*Passage shown*:
By Elisa Martinuzzi and Jacqueline Simmons

June 6 (Bloomberg) -- French regulators are examining whether Deutsche Bank AG enabled hedge funds to trade on inside information, destroying tapes and failing to keep written records of phone conversations when lining up buyers for a 2002 Vivendi Universal SA securities sale.

This is the fourth time since April 2006 that European regulators have targeted Germany's biggest bank for allegedly breaking securities rules that led to market manipulation or allowed hedge funds to engage in insider trading. The company was fined a year ago by U.K. regulators for misleading investors about a stock offering. French officials accused Frankfurt-based Deutsche Bank in January of improperly leaking information about a securities sale and two months later Spanish regulators made similar allegations.

*Data listing*:
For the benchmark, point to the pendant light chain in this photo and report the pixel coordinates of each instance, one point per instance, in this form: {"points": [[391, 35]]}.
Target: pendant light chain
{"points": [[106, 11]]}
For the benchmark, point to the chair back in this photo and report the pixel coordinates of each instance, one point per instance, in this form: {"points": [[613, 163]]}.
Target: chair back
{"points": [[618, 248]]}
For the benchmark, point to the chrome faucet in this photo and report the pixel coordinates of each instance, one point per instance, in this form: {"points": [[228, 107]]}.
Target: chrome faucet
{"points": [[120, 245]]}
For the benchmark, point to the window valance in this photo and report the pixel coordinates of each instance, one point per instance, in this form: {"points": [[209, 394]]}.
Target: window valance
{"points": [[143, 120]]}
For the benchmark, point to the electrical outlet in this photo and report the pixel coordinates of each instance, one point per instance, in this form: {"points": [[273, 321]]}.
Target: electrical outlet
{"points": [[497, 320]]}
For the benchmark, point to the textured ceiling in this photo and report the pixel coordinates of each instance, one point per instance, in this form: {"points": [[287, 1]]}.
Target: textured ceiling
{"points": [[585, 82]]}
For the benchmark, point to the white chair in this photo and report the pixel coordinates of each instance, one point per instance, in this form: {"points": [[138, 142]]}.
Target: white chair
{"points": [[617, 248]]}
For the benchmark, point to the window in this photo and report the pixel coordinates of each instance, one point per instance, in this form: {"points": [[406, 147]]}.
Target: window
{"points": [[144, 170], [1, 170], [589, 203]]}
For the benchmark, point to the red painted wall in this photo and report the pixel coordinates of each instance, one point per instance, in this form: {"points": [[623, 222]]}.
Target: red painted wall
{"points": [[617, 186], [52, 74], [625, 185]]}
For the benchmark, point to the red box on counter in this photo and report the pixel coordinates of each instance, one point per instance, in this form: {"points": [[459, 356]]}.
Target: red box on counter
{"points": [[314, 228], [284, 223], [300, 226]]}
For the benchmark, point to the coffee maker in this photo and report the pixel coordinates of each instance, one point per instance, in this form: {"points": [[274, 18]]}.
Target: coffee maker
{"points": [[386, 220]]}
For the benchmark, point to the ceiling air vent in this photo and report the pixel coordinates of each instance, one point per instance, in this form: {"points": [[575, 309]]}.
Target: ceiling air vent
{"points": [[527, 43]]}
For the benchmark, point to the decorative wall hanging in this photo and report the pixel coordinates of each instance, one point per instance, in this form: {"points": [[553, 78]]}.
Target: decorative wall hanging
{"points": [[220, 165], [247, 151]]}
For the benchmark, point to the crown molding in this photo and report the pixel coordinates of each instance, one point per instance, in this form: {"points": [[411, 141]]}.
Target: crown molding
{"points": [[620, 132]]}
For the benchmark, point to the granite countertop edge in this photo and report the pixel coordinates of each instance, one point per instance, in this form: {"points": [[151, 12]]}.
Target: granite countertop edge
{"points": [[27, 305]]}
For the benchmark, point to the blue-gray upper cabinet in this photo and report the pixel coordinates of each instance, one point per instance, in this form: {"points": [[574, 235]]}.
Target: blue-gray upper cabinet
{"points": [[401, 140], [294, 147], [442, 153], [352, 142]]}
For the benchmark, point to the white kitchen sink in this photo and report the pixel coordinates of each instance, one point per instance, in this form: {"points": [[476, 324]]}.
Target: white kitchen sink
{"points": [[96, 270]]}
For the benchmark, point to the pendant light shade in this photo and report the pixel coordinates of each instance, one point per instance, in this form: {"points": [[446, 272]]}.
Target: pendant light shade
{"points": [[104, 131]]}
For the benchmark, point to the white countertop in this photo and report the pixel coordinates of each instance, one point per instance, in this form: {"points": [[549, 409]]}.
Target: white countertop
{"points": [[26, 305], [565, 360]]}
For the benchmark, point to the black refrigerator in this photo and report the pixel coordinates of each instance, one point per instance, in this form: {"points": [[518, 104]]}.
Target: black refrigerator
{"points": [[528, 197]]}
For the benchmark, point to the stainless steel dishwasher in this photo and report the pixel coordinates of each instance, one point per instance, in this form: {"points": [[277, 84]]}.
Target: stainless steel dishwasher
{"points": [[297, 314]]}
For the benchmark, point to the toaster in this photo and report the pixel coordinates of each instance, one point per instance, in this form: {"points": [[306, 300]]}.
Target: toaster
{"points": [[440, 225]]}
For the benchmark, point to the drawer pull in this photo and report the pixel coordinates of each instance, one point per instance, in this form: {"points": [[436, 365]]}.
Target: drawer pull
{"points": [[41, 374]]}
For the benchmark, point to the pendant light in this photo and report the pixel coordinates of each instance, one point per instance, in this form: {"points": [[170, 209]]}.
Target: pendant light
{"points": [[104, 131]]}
--
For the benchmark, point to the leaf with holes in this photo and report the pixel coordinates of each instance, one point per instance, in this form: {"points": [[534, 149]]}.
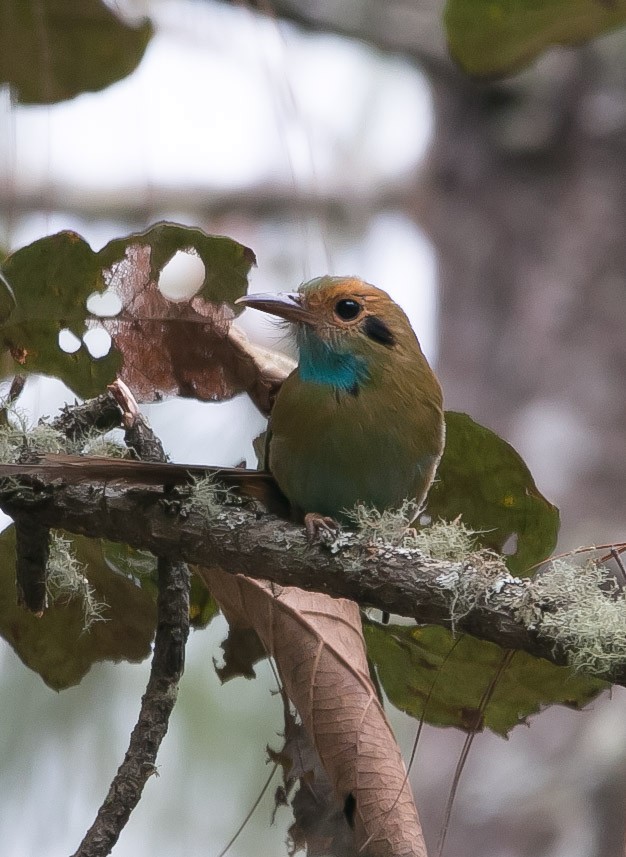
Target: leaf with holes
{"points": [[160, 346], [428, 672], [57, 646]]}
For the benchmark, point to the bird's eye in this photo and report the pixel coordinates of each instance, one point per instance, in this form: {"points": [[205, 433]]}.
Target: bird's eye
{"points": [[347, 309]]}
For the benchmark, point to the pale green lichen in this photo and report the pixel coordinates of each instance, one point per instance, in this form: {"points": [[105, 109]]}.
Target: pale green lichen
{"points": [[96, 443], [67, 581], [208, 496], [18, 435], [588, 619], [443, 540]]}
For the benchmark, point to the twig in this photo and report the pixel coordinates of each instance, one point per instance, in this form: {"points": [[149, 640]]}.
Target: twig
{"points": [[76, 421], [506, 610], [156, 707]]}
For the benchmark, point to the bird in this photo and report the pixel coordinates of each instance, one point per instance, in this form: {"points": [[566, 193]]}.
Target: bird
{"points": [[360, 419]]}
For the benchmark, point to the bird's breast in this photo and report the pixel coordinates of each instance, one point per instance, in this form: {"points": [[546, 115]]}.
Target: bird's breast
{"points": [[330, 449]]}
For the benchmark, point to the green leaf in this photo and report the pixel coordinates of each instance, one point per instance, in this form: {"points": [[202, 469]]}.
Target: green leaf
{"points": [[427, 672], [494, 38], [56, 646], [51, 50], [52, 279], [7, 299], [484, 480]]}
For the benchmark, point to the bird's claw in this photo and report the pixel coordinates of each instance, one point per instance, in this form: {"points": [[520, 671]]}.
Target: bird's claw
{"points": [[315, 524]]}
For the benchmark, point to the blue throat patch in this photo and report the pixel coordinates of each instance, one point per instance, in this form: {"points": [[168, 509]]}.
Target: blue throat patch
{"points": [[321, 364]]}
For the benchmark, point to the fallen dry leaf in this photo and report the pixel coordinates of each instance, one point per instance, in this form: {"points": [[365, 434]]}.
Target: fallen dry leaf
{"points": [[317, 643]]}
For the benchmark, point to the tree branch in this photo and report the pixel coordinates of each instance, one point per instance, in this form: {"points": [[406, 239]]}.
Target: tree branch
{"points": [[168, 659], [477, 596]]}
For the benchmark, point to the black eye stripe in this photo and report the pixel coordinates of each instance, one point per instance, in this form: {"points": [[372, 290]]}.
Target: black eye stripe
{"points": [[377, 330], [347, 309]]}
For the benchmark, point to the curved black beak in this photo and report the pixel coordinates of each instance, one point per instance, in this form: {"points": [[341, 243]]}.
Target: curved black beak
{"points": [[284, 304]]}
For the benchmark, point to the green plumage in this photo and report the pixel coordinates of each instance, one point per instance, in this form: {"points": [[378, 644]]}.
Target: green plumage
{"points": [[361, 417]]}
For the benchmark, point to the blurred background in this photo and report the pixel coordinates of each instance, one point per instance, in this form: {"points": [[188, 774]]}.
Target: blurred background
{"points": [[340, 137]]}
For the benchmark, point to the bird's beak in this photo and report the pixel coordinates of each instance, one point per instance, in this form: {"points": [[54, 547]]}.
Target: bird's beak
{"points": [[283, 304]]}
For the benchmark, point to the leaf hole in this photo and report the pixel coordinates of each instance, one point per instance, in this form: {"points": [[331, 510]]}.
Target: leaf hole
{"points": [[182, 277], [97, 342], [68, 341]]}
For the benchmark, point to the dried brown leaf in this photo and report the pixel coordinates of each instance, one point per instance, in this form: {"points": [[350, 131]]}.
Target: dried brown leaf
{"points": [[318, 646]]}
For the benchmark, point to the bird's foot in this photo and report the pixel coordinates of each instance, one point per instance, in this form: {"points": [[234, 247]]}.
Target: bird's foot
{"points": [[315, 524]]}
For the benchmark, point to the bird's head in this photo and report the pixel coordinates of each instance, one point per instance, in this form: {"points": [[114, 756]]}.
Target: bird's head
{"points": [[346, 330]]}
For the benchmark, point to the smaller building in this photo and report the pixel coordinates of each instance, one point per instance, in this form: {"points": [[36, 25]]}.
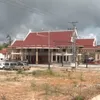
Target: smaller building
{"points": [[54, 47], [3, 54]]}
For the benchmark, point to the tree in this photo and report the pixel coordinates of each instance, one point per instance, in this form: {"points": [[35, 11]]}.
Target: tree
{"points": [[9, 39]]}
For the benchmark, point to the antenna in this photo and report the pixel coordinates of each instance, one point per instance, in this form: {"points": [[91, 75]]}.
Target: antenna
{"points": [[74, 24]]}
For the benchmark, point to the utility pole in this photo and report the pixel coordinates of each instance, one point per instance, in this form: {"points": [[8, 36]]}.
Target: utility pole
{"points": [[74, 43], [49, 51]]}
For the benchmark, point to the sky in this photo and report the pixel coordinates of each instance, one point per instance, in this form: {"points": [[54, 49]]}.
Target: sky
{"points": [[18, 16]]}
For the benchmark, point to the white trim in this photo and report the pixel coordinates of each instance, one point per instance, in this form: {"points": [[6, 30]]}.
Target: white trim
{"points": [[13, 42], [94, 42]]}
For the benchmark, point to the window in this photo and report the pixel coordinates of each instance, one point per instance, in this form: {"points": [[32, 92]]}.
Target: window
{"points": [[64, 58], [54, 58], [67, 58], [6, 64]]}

*Your tasks*:
• a. Please copy the stretch from "By Elisa Martinuzzi" through "made similar allegations." in the Deutsche Bank article.
• b. Continue the Deutsche Bank article from the point where it stops.

*Responses by task*:
• a.
By Elisa Martinuzzi and Jacqueline Simmons

June 6 (Bloomberg) -- French regulators are examining whether Deutsche Bank AG enabled hedge funds to trade on inside information, destroying tapes and failing to keep written records of phone conversations when lining up buyers for a 2002 Vivendi Universal SA securities sale.

This is the fourth time since April 2006 that European regulators have targeted Germany's biggest bank for allegedly breaking securities rules that led to market manipulation or allowed hedge funds to engage in insider trading. The company was fined a year ago by U.K. regulators for misleading investors about a stock offering. French officials accused Frankfurt-based Deutsche Bank in January of improperly leaking information about a securities sale and two months later Spanish regulators made similar allegations.

• b.
In the Vivendi case, Deutsche Bank and four hedge funds that allegedly traded on inside information may have to pay 9 million euros ($12.2 million) in fines, five people with direct knowledge of the case said. Deutsche Bank faces as much as 3 million euros in sanctions, while the hedge funds may have to pay 1.5 million euros each, the people said. The combined fines would be the biggest in France related to improper trading. Deutsche Bank denies all the allegations, said two people involved in the case.

``Regulators are very keen to show they will protect investors from insider trading, and they're getting more aggressive,'' said Gilles Amsallem, a Paris-based lawyer at Taylor Wessing LLP. No individuals are being pursued by French regulators in the Vivendi probe.

Phone Records

Vivendi marks at least the second time this year that Paris- based Autorite des Marches Financiers has gone after Deutsche Bank for allegedly failing to track the way inside information is passed on to investors. The AMF is among regulators in Europe stepping up oversight of the $1.4 trillion hedge fund industry by focusing on bets before market-moving news. Still, insider- trading probes in Europe trail the U.S., lawyers said, where the Securities and Exchange Commission has filed more than 300 cases since 2001, targeting more than 600 companies and individuals.

In France, Deutsche Bank and hedge fund GLG Partners LP were fined in January in a probe related to an Alcatel SA convertible- bond sale. Both companies are appealing the decision.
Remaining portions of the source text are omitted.